» Required work
Reproduce every line of the records below, requests included, but scale each bounding-box coordinate in the answers by 2, rounded to whole numbers with halves going up. Leave the sample coordinates in the requests unchanged and omit the pictures.

--- START OF Extracted records ---

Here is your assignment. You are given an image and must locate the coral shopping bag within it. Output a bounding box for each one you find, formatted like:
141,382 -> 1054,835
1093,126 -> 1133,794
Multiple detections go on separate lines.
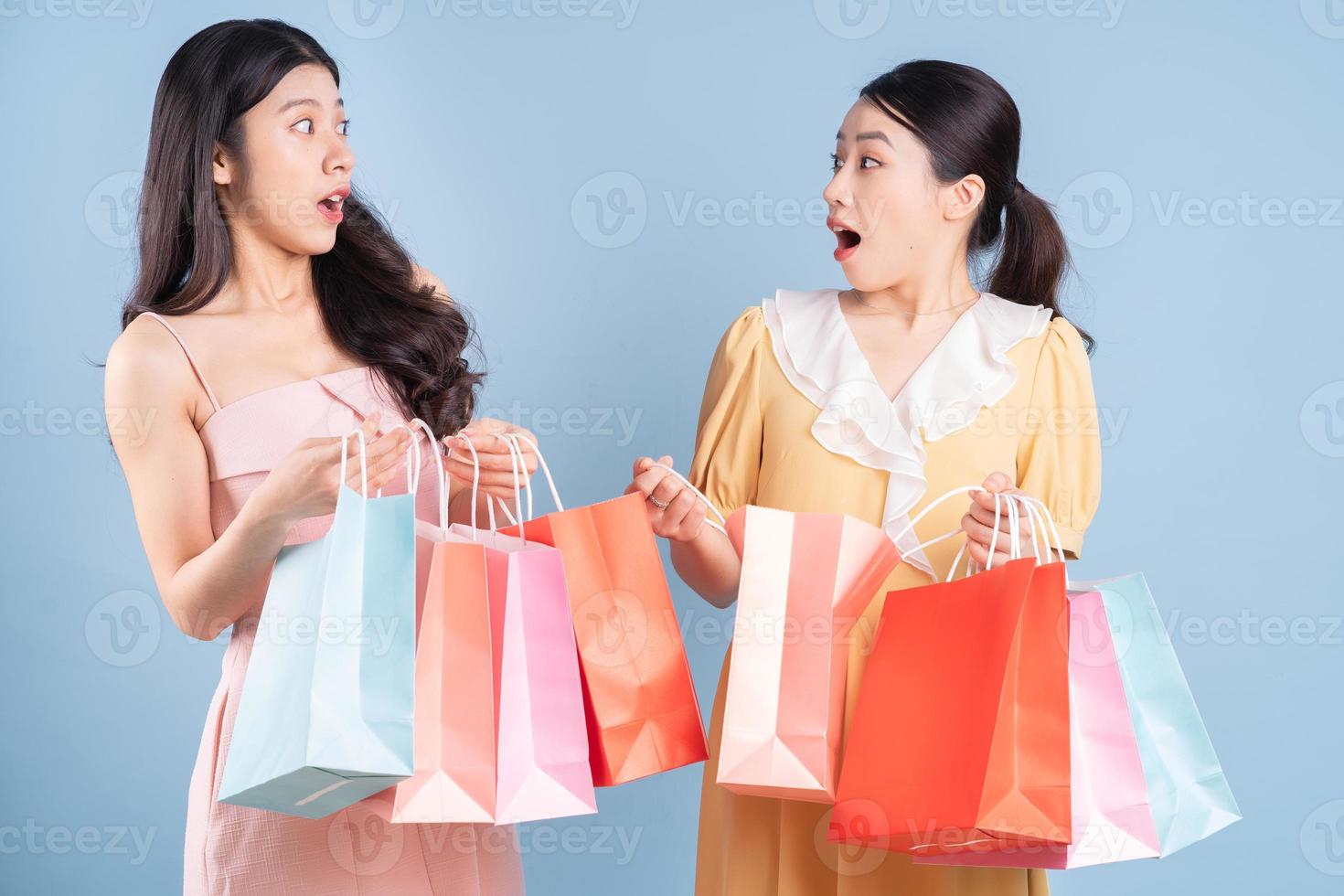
827,486 -> 1072,852
660,464 -> 901,802
391,419 -> 496,822
219,432 -> 415,818
503,437 -> 709,787
914,496 -> 1158,868
459,442 -> 597,824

--- END OF Extracted records ---

» Solution to this task
Here is your assignment. You are given an image and must locate the coral shopping bag within it. Output a bounding box for each one you find, formatted like:
141,382 -> 1054,835
1093,126 -> 1133,794
Multiple detections go on separate lines.
1654,972 -> 2144,1704
1320,928 -> 1802,1604
782,838 -> 992,1644
438,864 -> 830,1636
1006,874 -> 1418,1574
1828,992 -> 2316,1736
918,884 -> 1194,1648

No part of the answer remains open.